* [Passage given]

To supporters of Morgan State, that's exactly what should happen because they think the state tried to do an end run around its desegregation commitments by approving the competing program at a non-black college. But to others, such a move would put the interests of a historically black college above the interests of the state's students and amount to political interference in education decision making.
While the issue has come to a head in Maryland, it is hardly unique to the state. In many other states, historically black and predominantly white institutions are located near one another -- and many believe that choices over which institutions control which programs could have a huge impact on the vitality of the institutions involved.
If the Towson-Baltimore M.B.A. program is allowed to remain, "it would violate the letter and spirit of desegregation," said Lezli Baskerville, president of the National Association for Equal Opportunity in Higher Education, the national group of historically black colleges. "It would make a mockery of the state's pledges."
But Robert L. Caret, president of Towson, said that the Maryland Senate's action is making a mockery of the way decisions need to be made in higher education. "These public policy issues need to largely be driven by the needs of the public, not the needs of the institution," he said. If the bill becomes law, "we'll end up spending four years in court fighting each other while the public waits for a newM.B.A. program."
The reason such lofty principles are cited with regard to an M.B.A. program relates in large part to the guidelines set in 1992 by the U.S. Supreme Court for desegregating public higher education systems. In the Fordice case (named for the then-governor of Mississippi), the court ruled that states needed to do more to desegregate than simply end admissions policies that barred black students from predominantly white colleges. The justices ruled that states needed to end duplicative programs at nearby predominantly white and historically black colleges.
The focus on duplicative programs is based on several ideas. One is that the programs are a manifestation of the "separate but equal" idea in which by having two similar programs, states may be encouraging white students to attend one institution and black students to attend another. But another key idea is that "separate but equal" is rarely equal, and favors the white institutions, so only when prestigious, growing programs are placed at black colleges will those institutions get a fair share of students of all races and the state funds that follow.
In practice, this has meant that state and federal agencies that oversee desegregation efforts in states that once had de jure segregation (Maryland among them) focus considerable time and attention on issues of program duplication. The Maryland Higher Education Commission had rejected 10 proposed new programs at predominantly white institutions -- most of the rejections at the behest of Morgan State and other black colleges -- before the approval of the Towson-Baltimore M.B.A. And that approval only came after Towson tried to set up a joint M.B.A. with Morgan, but was rebuffed.

* [Tasks and exercises]
**1.** Starting at the row line that has "Target: brick walkway" and ending with the last of the rows, swap "thickest part" for "widest part". Give those lines again with nothing else changed.
**2.** Extend the passage on the Maryland M.B.A. desegregation dispute, picking up after its final sentence.
The passage on Maryland's M.B.A. dispute and the rows after it are unrelated material.

* [Input]
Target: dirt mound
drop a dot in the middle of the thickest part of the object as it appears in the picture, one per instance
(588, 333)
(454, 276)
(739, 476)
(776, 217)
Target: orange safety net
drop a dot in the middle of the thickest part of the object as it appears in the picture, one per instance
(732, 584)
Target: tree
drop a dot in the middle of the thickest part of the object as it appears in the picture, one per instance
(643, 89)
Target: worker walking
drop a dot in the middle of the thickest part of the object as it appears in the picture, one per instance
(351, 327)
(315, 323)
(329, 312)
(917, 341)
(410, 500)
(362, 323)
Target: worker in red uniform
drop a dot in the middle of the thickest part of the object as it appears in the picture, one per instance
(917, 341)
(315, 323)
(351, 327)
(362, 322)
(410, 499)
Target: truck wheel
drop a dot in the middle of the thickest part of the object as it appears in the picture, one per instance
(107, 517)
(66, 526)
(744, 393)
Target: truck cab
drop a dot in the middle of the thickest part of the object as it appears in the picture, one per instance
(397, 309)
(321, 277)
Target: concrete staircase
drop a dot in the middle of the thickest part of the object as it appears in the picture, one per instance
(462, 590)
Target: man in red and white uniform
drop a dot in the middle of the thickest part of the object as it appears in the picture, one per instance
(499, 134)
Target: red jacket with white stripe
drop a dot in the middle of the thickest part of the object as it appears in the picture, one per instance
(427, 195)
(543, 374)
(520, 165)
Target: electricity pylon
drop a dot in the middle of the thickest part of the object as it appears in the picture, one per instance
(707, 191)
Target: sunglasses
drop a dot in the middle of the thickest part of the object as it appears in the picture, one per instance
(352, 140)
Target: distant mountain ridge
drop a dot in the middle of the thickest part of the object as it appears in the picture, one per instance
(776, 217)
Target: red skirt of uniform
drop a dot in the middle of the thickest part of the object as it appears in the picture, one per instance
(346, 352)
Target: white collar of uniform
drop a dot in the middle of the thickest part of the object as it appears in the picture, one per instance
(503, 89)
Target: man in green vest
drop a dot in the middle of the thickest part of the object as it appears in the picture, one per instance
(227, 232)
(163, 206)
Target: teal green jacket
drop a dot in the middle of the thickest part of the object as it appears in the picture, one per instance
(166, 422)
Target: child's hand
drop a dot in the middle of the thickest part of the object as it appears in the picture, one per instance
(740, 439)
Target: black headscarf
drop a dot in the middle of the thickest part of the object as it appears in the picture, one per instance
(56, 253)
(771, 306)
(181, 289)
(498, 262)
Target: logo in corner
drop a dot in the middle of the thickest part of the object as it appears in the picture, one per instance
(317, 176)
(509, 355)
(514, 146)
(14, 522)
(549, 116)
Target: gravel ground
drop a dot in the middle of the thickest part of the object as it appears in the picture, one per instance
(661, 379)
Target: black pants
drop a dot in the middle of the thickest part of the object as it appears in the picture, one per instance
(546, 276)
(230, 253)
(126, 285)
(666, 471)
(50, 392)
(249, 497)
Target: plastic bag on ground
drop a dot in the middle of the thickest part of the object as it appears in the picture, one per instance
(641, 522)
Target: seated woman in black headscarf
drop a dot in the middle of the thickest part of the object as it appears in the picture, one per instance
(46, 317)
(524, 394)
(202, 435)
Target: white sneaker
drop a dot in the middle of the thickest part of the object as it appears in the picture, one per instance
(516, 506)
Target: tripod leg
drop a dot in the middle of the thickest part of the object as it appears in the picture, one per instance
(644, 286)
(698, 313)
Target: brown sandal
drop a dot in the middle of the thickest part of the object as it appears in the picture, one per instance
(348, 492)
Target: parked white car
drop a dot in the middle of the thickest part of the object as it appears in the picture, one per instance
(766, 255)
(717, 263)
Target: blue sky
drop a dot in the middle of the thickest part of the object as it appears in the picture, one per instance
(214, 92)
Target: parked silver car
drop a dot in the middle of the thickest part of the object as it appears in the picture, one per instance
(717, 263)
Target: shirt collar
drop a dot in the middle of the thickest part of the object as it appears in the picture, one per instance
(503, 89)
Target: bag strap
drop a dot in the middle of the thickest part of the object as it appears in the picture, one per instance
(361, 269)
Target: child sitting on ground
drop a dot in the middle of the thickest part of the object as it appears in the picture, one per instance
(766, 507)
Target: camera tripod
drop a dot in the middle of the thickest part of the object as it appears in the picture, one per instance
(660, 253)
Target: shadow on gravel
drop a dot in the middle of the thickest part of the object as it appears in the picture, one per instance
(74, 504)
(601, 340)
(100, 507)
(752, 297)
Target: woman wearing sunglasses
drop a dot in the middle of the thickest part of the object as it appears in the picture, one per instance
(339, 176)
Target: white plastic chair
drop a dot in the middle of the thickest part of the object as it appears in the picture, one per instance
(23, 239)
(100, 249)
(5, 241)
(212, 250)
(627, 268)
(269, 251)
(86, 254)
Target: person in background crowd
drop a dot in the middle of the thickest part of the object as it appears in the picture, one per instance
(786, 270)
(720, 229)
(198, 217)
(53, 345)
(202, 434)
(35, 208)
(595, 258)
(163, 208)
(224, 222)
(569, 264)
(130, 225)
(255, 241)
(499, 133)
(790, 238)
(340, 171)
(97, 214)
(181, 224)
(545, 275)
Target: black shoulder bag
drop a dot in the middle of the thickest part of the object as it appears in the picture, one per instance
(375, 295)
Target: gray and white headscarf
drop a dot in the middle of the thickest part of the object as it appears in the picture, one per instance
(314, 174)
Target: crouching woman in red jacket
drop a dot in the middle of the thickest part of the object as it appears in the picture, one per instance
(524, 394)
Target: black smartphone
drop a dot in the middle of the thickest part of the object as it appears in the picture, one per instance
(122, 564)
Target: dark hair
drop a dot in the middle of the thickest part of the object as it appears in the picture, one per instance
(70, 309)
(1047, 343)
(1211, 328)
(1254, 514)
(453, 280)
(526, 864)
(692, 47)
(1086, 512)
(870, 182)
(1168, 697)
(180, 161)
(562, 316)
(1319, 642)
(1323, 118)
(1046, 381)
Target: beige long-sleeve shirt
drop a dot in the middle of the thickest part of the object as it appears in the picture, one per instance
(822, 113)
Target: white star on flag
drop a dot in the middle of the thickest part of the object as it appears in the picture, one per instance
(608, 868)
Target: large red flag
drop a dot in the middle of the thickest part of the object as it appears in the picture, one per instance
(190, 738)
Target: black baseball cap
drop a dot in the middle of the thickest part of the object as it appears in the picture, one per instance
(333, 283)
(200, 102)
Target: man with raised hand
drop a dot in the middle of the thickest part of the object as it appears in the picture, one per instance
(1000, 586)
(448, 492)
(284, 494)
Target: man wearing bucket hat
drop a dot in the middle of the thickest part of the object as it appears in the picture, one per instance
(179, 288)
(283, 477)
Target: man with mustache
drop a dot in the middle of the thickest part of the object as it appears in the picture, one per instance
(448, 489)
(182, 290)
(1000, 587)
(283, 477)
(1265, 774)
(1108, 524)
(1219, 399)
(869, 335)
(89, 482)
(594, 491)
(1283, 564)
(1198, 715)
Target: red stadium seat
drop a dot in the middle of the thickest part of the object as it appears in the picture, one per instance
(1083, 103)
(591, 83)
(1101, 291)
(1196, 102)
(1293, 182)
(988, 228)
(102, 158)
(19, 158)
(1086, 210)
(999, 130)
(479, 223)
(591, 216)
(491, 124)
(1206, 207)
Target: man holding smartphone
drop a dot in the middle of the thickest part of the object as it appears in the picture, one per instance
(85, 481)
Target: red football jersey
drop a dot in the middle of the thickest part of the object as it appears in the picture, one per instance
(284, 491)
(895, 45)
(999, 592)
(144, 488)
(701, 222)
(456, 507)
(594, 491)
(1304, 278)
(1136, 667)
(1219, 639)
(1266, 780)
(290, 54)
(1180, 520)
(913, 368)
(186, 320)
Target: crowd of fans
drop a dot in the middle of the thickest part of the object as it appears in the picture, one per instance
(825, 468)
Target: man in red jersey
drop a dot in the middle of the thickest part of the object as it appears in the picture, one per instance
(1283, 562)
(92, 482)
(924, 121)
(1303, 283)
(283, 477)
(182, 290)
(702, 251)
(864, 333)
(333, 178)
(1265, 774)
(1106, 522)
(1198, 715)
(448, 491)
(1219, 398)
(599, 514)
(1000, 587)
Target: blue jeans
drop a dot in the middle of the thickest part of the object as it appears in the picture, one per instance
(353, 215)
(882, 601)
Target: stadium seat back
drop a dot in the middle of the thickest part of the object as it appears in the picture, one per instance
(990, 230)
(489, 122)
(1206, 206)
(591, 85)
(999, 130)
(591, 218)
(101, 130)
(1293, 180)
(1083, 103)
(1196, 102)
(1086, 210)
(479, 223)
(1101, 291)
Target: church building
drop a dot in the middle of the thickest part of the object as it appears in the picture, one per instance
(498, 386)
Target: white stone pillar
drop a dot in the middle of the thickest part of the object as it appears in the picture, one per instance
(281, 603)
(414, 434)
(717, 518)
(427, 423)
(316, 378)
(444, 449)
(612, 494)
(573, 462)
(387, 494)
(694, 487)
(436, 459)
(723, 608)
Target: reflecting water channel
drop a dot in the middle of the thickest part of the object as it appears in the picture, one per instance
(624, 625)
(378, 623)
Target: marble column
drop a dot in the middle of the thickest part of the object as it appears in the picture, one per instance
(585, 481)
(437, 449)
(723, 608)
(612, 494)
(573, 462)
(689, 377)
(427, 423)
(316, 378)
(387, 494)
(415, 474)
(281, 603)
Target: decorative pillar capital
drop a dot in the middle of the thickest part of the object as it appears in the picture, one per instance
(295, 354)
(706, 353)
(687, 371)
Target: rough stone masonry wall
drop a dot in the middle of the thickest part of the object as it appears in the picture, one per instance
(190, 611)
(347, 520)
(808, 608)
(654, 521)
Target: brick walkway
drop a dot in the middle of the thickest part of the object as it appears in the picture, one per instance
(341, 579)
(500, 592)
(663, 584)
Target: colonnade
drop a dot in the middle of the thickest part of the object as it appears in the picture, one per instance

* [Exercise responses]
**1.**
Target: brick walkway
drop a dot in the middle of the widest part of the object as it appears in the picture, one per instance
(341, 579)
(500, 592)
(663, 584)
Target: colonnade
drop a dot in the middle of the widest part of the object as it appears in the picture, one per instance

**2.**
The commission has a new leader -- James E. Lyons Sr., the secretary of higher education -- who started in his position on Wednesday without having been involved in the decision to approve the Towson-Baltimore M.B.A., but with plenty of experience dealing with desegregation. Lyons has been president of two public historically black colleges: Maryland's Bowie State University and Mississippi's Jackson State University. He knows all about the program duplication issue. In Mississippi, he said that he and others were worried about proposals to put duplicative programs 30 miles away from Jackson State, because there were plenty of white students "who would drive 30 miles" rather than enroll at a black college.
In Maryland, where the Baltimore institutions are much more contiguous, "it becomes a real challenge for everyone to deal with," Lyons said.
Lyons said that he didn't want to offer an opinion on the M.B.A. programs because he could be involved in resolving the dispute. But he said that there were legitimate reasons to avoid duplication. He also said that it was far better to deal with these matters in a coordinating board such as his than in the courts. "I don't think anyone wants the courts to be making higher education decisions."
Paul E. Lingenfelter, president of the State Higher Education Executive Officers, said that coordinating boards try to balance all kinds of issues when reviewing program disputes, even when there is no desegregation issue. Limiting the number of programs could promote efficiency and quality, he said. "It doesn't make a whole lot of sense for a state to support seven weak Ph.D. programs in history as opposed to a few strong ones."
On the other hand, "sometimes it boils down to people looking for ways of controlling the market for a particular service and people don't like competitors and prefer monopolies," he said.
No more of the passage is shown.